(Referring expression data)
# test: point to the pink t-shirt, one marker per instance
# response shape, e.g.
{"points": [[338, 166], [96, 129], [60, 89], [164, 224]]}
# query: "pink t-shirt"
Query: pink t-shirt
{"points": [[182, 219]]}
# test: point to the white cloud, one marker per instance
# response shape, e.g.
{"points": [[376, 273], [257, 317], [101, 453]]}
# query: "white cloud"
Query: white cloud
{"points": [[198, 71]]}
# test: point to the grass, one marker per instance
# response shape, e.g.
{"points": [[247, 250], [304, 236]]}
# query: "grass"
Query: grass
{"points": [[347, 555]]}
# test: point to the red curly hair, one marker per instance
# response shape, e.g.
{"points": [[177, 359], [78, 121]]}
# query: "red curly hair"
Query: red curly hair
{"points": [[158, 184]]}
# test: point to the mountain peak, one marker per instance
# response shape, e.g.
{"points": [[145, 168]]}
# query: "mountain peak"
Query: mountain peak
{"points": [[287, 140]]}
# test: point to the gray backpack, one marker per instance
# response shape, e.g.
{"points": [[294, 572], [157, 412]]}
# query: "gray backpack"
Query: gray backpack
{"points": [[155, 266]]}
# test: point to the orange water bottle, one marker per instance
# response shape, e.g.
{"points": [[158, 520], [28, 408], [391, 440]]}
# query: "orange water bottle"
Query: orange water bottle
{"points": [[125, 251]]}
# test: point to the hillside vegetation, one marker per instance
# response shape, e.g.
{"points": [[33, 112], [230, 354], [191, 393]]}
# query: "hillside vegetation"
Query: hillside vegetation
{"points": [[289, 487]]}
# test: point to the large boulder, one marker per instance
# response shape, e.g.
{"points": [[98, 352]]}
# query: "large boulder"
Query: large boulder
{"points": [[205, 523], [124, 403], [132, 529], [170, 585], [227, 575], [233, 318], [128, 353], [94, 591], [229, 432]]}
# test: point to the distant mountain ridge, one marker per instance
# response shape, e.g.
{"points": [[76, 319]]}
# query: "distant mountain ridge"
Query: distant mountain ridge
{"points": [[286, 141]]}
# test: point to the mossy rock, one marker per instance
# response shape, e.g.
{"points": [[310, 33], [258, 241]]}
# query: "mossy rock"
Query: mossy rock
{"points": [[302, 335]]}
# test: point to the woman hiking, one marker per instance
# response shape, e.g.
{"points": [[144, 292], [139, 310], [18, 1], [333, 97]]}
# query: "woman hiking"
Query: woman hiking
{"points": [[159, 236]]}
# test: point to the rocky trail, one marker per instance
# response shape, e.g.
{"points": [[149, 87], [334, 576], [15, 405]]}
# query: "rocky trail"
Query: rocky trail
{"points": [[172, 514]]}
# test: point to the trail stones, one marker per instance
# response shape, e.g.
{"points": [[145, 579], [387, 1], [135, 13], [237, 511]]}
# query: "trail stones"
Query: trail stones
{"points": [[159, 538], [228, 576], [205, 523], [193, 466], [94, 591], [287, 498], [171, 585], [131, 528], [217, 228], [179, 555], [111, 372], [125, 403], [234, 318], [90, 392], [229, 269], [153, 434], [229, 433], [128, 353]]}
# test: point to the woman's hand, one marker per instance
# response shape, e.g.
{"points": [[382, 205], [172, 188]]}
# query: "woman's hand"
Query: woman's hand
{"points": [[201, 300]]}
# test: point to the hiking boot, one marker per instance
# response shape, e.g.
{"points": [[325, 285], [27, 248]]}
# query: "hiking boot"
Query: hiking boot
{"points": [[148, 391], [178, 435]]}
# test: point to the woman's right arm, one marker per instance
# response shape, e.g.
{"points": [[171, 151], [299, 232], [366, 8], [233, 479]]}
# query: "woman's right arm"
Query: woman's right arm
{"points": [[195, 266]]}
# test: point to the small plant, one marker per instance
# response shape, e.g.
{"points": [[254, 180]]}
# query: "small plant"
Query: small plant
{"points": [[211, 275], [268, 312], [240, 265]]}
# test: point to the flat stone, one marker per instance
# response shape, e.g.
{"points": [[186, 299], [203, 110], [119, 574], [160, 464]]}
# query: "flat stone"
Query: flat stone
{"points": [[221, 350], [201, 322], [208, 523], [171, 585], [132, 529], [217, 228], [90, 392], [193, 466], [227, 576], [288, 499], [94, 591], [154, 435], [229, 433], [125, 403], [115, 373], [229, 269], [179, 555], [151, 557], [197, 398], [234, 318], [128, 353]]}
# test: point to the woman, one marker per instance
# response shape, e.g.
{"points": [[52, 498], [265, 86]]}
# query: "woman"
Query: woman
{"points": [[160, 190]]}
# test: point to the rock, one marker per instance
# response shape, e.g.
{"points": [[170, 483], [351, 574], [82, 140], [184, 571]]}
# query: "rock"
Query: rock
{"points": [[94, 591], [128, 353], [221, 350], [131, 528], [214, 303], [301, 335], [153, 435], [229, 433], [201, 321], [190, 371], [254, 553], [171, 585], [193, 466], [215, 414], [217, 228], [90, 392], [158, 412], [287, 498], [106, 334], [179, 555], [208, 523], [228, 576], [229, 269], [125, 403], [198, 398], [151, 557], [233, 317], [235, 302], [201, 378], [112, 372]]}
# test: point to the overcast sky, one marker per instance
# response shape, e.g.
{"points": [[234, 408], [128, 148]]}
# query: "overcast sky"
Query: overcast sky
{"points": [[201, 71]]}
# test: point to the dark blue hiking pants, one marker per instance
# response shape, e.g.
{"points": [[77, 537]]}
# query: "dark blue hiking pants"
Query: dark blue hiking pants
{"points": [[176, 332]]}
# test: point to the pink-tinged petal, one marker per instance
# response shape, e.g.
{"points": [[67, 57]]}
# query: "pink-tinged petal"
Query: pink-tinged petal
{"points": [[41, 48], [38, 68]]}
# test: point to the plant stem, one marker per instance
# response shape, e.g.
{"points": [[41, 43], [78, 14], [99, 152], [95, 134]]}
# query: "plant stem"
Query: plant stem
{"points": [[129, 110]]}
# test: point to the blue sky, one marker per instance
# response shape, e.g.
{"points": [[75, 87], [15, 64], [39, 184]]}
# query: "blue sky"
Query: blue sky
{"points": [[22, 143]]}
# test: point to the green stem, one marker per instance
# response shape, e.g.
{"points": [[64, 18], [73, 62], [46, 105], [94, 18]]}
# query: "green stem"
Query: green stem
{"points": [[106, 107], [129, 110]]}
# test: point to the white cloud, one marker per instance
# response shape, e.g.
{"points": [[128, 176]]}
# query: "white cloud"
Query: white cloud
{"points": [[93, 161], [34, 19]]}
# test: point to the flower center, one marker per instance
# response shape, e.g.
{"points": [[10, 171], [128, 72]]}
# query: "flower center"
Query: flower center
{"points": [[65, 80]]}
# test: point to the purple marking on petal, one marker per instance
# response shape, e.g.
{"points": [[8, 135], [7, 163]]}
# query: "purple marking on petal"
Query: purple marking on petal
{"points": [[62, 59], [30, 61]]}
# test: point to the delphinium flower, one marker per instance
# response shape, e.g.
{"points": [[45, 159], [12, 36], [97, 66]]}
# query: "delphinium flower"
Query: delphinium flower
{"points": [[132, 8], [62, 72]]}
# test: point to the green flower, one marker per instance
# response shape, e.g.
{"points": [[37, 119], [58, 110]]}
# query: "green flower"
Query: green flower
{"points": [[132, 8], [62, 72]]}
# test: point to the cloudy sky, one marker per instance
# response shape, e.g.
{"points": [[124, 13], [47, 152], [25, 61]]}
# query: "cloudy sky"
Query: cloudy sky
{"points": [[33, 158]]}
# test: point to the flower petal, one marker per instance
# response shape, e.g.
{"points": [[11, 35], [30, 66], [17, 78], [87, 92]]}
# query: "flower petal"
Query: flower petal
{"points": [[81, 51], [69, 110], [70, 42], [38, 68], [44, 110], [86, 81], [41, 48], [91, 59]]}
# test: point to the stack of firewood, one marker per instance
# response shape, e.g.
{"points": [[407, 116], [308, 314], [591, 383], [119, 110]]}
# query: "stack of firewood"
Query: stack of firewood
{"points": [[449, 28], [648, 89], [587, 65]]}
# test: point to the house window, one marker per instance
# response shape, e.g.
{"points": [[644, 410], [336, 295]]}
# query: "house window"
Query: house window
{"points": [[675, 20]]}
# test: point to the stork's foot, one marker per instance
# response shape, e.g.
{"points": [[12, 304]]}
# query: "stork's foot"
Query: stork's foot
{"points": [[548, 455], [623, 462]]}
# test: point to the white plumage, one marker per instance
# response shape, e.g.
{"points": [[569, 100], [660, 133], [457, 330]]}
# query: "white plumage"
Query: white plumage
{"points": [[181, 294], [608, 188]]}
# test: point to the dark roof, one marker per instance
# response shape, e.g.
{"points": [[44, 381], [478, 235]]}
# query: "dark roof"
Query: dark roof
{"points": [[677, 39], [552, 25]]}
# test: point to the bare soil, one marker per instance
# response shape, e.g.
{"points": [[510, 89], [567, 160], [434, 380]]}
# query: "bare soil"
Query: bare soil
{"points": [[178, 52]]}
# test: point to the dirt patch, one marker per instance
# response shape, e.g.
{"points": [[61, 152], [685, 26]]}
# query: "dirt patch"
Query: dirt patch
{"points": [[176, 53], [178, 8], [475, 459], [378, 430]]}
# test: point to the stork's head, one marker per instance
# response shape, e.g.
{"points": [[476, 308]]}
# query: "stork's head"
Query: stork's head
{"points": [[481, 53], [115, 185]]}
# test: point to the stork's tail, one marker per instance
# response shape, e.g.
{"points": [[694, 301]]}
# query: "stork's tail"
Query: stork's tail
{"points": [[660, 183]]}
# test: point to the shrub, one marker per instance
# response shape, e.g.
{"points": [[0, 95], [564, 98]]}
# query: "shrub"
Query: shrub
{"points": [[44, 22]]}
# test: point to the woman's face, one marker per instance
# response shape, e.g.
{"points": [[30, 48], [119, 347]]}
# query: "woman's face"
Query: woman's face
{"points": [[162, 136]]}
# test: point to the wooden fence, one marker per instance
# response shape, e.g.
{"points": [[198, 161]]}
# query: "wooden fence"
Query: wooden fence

:: DESCRIPTION OF THE TASK ::
Some lines above hold the word "fence". Copy all of them.

:: EXERCISE SOLUTION ::
# test: point to the wooden fence, one marker per instance
# query: "wooden fence"
Query: wooden fence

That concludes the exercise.